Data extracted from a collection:
+ + + + + + +
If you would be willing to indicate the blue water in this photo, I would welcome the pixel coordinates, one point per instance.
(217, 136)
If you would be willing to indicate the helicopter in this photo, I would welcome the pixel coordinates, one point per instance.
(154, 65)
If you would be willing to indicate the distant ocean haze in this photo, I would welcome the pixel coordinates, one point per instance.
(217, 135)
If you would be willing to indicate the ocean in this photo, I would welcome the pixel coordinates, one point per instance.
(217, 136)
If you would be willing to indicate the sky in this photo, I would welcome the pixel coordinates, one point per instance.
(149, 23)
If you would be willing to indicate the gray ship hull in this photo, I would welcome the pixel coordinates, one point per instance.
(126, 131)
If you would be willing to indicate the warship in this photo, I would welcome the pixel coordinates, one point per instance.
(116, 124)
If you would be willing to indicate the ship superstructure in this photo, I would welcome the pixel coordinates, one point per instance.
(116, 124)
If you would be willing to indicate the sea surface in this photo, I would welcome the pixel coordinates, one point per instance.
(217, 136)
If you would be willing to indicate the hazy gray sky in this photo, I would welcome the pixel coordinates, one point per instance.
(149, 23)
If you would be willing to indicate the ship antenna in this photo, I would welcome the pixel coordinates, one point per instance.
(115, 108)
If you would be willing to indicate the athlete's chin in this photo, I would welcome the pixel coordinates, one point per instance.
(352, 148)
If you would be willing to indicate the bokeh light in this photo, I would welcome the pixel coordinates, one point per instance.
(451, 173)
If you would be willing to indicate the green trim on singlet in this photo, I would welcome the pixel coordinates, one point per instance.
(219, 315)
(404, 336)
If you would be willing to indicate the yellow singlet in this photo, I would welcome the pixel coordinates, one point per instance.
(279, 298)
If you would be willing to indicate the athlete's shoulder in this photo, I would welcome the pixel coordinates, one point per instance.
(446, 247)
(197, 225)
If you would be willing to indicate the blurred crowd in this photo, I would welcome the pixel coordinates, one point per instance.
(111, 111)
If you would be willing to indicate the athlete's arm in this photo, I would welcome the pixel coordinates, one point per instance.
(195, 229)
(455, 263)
+ + + + + + +
What you have to do:
Above are some records; repeat all of them exactly.

Solution:
If you would be willing to indicate the blue water in this photo, I would welcome the pixel coordinates, one point per instance.
(217, 136)
If you would be willing to indicate the helicopter in this photo, I would welcome the pixel coordinates, one point per instance.
(154, 65)
If you would be willing to indicate the distant ocean haze in this photo, I would welcome the pixel coordinates, one point per instance.
(217, 135)
If you would be willing to indicate the ocean in this photo, I would welcome the pixel coordinates, one point per instance.
(217, 136)
If you would be willing to indicate the sky in this photo, I would welcome the pixel coordinates, one point per instance.
(149, 23)
If you would be willing to indicate the gray ship hull in this photo, I would welcome the pixel coordinates, one point per instance.
(126, 131)
If you would be willing to indicate the warship in this photo, I would welcome the pixel coordinates, one point per instance.
(116, 124)
If you would be willing to indicate the ship superstructure in this photo, I would welcome the pixel coordinates, one point per instance.
(116, 124)
If you would be willing to indicate the sea surface in this photo, I would welcome the pixel coordinates, one point per instance.
(217, 136)
If you would be willing to indicate the hazy gray sky in this photo, I would welcome the pixel coordinates, one point per instance.
(149, 23)
If you would be willing to indicate the ship antenna in this photo, I would welcome the pixel coordinates, one point per instance.
(115, 108)
If you would be willing to indicate the athlete's chin in this photo, I would welcome the pixel coordinates, one point per instance.
(352, 148)
If you would be willing to indicate the bokeh light in this photo, I would welcome the pixel coordinates, one point per instance.
(451, 173)
If you would be willing to indicate the green trim on singlet in this photo, I would welcome the pixel coordinates, one point per instance.
(219, 315)
(404, 336)
If you would be willing to indicate the yellow singlet in this photo, I would welcome the pixel coordinates, one point per instance.
(279, 298)
If you would be willing to indicate the athlete's shoulder in this photo, I would welcome the pixel coordinates, one point per instance.
(446, 247)
(197, 225)
If you would be willing to indicate the blurred crowd in this photo, I would welcome the pixel coordinates, one point per instance.
(111, 111)
If you would be willing to indicate the athlete's arm in this photo, I would welcome the pixel coordinates, one point per instance.
(195, 229)
(455, 263)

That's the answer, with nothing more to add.